◆ **Task objective**:
Write out each line that follows exactly as it stands, without the pictures.

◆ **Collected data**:

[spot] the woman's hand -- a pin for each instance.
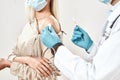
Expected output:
(4, 63)
(40, 65)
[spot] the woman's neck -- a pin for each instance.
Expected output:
(114, 2)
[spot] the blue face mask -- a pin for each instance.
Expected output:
(106, 1)
(38, 5)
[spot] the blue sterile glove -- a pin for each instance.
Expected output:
(49, 37)
(81, 38)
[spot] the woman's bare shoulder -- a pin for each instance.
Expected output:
(53, 21)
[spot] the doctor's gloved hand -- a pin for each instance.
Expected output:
(49, 37)
(81, 38)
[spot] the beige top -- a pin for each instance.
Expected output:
(29, 44)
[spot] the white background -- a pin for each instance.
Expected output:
(90, 14)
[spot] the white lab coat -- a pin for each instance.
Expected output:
(105, 65)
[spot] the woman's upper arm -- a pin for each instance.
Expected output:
(55, 24)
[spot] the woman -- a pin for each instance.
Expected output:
(30, 59)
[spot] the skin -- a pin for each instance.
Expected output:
(40, 65)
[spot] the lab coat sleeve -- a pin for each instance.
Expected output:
(71, 65)
(92, 51)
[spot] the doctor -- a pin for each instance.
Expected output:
(104, 59)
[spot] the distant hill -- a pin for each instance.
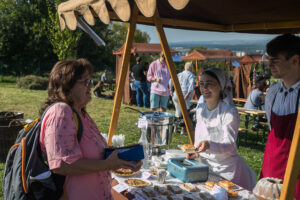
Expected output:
(249, 46)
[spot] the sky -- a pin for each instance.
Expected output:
(177, 35)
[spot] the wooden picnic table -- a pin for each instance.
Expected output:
(255, 116)
(132, 192)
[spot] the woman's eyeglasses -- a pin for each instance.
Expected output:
(88, 82)
(207, 85)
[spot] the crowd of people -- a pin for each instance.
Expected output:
(88, 172)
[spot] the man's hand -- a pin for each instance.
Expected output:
(187, 95)
(191, 156)
(203, 146)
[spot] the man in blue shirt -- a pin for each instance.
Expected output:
(256, 98)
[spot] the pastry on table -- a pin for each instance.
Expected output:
(232, 194)
(149, 192)
(210, 184)
(206, 196)
(125, 172)
(190, 187)
(161, 190)
(189, 148)
(153, 172)
(136, 182)
(174, 189)
(228, 185)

◆ **Right answer**:
[spot] the woman's hand -- a pin for each instance.
Expected output:
(4, 63)
(40, 65)
[spot] the woman's neck -- a pin for each instance.
Expected output:
(114, 2)
[spot] the blue face mask -- a pin for each instance.
Expected output:
(106, 1)
(38, 5)
[spot] the blue sterile glove -- a pin for each instance.
Expected output:
(49, 37)
(81, 38)
[spot] the woman's bare shoulder -- a pin for each instance.
Expected output:
(53, 21)
[spot] the doctor's gloved hand -- a pin for each instance.
Expected output:
(49, 37)
(81, 38)
[spot] the beige top -- a pin for each instance.
Expected output:
(29, 44)
[spot] the white background -- a pin for each instance.
Expected output:
(90, 14)
[spot] the white lab coat -- a pin for each instance.
Expected output:
(105, 65)
[spot] the woman's upper arm -- a pin for each instance.
Expected output:
(55, 24)
[spot] the woman -- a pin for each instance.
Expected output:
(30, 59)
[spot] the skin -- a pin for each instance.
Expected output:
(40, 65)
[spot] the lab coat sleeve -- a pin for each instance.
Expected output:
(71, 65)
(92, 51)
[spot] the doctor -- a pin for each instance.
Expected output:
(104, 59)
[spot] the distant hill -- a pin for each instance.
Expected output:
(249, 46)
[spot] the sky -- a pin for each instance.
Expected output:
(177, 35)
[spot] the wooden picnic table -- a pin for each instance.
Expected output:
(255, 116)
(132, 192)
[spot] the woman's eyeglasses -- a pin for each instance.
Expected output:
(88, 82)
(207, 85)
[spot] the crowd of people -- a pin for each instance.
Expected output:
(88, 172)
[spot] the man's hand -- a pin for each instance.
Expected output:
(187, 95)
(191, 156)
(203, 146)
[spot] the man in blue shirt -- a pin for each instance.
Expected output:
(256, 98)
[spot] the pastry on table -- a pin for each instance.
Expected output:
(232, 194)
(149, 192)
(210, 184)
(206, 196)
(125, 172)
(190, 187)
(161, 190)
(189, 148)
(153, 172)
(136, 182)
(174, 189)
(228, 185)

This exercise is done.